_Given passage_
##############################

A lot has changed since I first attended Pure Accelerate in 2023. Hosted in June during the early days of the generative AI boom, it was clear Pure Storage viewed this industry pivot as a lucrative opportunity to showcase the power of all-flash storage.
Sustainability benefits, energy efficiency, and performance were all highlighted as key benefits for customers dabbling in AI during this embryonic stage, and by all accounts the company nailed the messaging.
These lingering concerns around sustainability and efficiency remain the big talking points two years on, with research earlier this year showing that only a small portion of enterprises are actually tracking energy use.
Nearly three-quarters of business leaders told SambaNova Systems that they’re aware of the huge volumes of energy required to train or run AI models, and half are concerned about the challenges this brings.
Despite this, just 13% said they are actively monitoring power consumption or taking proactive steps to remedy the situation.
With enterprises running a gauntlet of soaring energy consumption rates, the sheer cost of the technology, and balancing infrastructure modernization efforts to accommodate AI, there’s a lot left to address from the provider side of things.
As one of the newer kids on the block, Pure Storage has had to box clever to pry customers away from the established industry heavyweights and its messaging around high-performance, cost efficient hardware has been paying dividends.
The firm’s Q1 2026 earnings report shows revenue hit $778.5 million, marking a 12% year-over-year increase. Subscription services were also up 17%, with the company recording $406.3 million in revenue in this segment.

##############################

_Data records_
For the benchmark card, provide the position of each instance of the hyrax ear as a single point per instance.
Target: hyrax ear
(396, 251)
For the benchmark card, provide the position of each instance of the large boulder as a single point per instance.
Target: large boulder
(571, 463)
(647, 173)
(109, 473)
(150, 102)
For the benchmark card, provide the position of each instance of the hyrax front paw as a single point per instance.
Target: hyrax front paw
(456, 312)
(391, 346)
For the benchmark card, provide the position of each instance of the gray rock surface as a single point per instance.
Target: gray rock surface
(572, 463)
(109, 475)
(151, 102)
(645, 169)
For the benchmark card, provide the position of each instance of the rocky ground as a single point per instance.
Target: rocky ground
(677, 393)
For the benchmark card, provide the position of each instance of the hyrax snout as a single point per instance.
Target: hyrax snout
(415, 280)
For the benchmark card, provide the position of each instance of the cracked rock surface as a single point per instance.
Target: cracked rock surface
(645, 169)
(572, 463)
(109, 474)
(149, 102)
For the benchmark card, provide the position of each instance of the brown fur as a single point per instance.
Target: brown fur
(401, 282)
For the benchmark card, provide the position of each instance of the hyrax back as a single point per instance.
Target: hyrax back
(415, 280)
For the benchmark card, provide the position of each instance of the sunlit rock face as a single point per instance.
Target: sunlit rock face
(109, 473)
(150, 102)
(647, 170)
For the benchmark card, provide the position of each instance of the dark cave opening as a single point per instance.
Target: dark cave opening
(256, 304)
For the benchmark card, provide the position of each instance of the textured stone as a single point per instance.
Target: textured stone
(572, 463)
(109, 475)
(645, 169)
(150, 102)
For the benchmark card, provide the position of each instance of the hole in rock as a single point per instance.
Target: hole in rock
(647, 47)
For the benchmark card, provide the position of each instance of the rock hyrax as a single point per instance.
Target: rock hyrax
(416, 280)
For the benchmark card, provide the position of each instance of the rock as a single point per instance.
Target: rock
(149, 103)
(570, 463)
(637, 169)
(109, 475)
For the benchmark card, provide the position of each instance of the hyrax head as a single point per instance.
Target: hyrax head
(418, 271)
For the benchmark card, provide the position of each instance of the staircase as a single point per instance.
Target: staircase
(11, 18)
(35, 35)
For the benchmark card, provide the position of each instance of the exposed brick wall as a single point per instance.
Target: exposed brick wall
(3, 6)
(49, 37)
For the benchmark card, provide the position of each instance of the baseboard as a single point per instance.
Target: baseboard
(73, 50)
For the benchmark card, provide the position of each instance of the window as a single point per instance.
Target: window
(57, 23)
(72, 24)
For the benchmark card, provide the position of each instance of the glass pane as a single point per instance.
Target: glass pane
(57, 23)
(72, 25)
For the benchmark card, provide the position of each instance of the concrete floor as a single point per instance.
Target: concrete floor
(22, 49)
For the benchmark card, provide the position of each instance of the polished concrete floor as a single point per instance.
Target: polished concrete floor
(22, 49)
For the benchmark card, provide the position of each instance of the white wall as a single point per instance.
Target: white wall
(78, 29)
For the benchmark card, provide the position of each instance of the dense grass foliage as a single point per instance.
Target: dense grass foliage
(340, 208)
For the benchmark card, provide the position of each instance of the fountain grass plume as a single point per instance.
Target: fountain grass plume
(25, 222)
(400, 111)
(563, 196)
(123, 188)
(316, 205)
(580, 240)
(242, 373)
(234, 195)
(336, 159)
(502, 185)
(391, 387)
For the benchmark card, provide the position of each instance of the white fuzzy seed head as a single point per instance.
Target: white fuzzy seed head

##############################

_What to work on_
**A.** Answer these questions about the article on Pure Storage:
(i) In what month was Pure Accelerate held in 2023?
(ii) What share of business leaders said they actively monitor power consumption or take proactive steps to remedy the situation?
(iii) What revenue did the firm's Q1 2026 earnings report show?
**B.** Which lines of the listing contain the string "seed"? Report each of those lines.

_Results for each task_
**A.**
(i) June
(ii) 13%
(iii) $778.5 million, a 12% year-over-year increase

**B.**
For the benchmark card, provide the position of each instance of the white fuzzy seed head as a single point per instance.
Target: white fuzzy seed head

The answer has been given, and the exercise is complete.